**Source document:**
+===+
The one apparent obstacle to the Johnson pardon is the Justice Department. They have cited no point of law, statue, legal principle, or moral or character issue in their refusal to address a Johnson pardon. Their opposition boiled down to the fact that Johnson is dead, and that pardons should be given to right wrongs, injustices, or to show mercy and forgiveness, for the living. However both presidents George W. Bush and Bill Clinton have pardoned deceased individuals.

And it’s hardly novel for presidents to award medals, commendations and even approve reparations and compensation to those long departed if it’s the right thing to do, and there’s public consensus, or at least no opposition to redressing historic grievances or wrongs done to individuals or groups. Though the Justice Department did not approve the Johnson pardon, it conceded that Obama had the right to pardon whomever he wanted. In other words, ultimately it was the president’s call and if Obama decided to pardon Johnson, the Justice Department would not make an issue of it.

The White House’s deaf ear to the plea for a Johnson pardon has puzzled King, McCain and others. The pardon seems safe and innocuous enough at least on the surface. But there’s no mystery as to why Obama remains cautious about Johnson. It’s an old racial wrong that was marred with controversy. And that’s always fraught with risk for a president that has had to walk a fine line on racial matters in the White House. Obama is under an intense racial microscope, and any misstep, real or invented, will bring instant howls from his enemies as yet another example of racial favoritism.
+===+
**Listing:**
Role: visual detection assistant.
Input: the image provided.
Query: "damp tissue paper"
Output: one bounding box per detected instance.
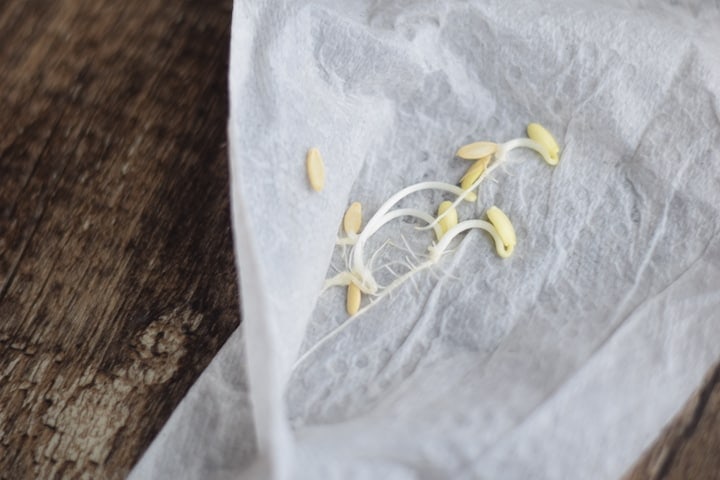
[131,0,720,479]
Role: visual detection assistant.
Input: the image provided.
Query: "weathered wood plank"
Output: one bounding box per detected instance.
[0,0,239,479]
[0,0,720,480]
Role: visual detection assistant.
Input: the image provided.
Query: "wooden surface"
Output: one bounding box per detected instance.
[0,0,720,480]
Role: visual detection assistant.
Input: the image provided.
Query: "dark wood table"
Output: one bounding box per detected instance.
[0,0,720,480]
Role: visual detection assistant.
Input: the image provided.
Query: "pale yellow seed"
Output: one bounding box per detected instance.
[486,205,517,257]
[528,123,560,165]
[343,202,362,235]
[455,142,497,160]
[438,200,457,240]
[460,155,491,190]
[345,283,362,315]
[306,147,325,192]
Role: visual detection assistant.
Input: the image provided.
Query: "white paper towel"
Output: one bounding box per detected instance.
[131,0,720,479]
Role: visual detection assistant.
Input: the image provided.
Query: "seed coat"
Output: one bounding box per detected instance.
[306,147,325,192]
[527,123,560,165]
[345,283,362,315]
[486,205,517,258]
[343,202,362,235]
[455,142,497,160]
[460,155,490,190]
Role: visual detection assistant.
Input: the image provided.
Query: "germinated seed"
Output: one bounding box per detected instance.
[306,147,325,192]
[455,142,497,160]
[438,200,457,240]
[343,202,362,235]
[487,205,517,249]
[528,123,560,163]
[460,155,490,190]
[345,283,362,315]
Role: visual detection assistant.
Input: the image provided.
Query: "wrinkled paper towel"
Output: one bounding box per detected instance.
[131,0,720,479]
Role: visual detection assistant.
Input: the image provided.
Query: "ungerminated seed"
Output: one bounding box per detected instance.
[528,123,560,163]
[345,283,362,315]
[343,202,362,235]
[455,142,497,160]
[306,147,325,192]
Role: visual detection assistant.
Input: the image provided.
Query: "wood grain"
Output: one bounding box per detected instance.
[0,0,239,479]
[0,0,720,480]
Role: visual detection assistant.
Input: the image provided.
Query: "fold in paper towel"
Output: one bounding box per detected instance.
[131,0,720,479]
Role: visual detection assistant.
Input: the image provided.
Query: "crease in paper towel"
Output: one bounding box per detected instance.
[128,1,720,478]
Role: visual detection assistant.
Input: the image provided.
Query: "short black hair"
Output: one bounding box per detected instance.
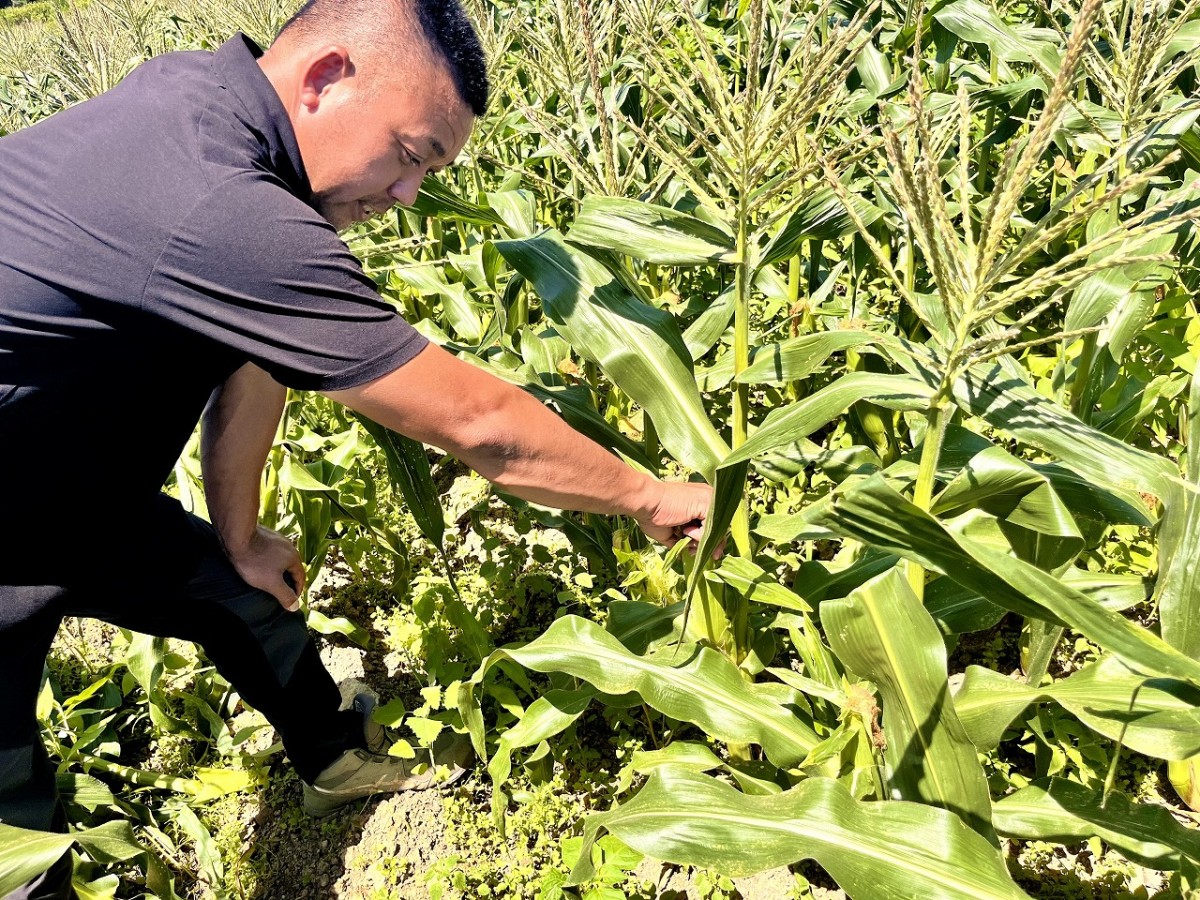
+===+
**Stated goal 1:**
List every line of the records that contains the word "towel", copying each line in full.
**Stated goal 2:**
Write a continuation of the Johnson pardon passage, picking up after its final sentence.
The records are unrelated to the Johnson pardon passage.

**Answer 1:**
Query: "white paper towel"
Query: "wrinkled paper towel"
Query: "fold in paper towel"
Query: "crease in paper towel"

**Answer 2:**
It’s also a question of presidential priorities. In light of the contentious and ongoing congressional battles over economic and health care policy, as well as the multiple foreign policy crises emerging in the Middle East and North Africa — a Johnson pardon ranks far down on the list of pressing concerns.

Then there’s the issue of what pardons should be given for. President Obama has been even more spare and hesitant than his predecessor in granting pardons. He granted his first handful of pardons to relatively low level offenders at the close of 2010 for mostly petty crimes. The pardons came after a spate of articles and editorials criticizing the White House for going nearly two years without granting a single pardon. Obama gave no indication then that his policy on moving with caution and little deliberate speed on pardons would change. And since pardons remain the sole prerogative of a president, they fear accusations that they grant pardons for political reasons or because they are under political pressure to do so.

Obama may or may not eventually pardon Johnson. It’s certainly the right thing to do. It would put him firmly on record that he, like past presidents, will use his pardon power to right a shameful and disgraceful injustice. This should be an easy call. But in politics, especially when race lurks under the surface, nothing is ever easy. The Johnson pardon, unfortunately, is yet another textbook example of that.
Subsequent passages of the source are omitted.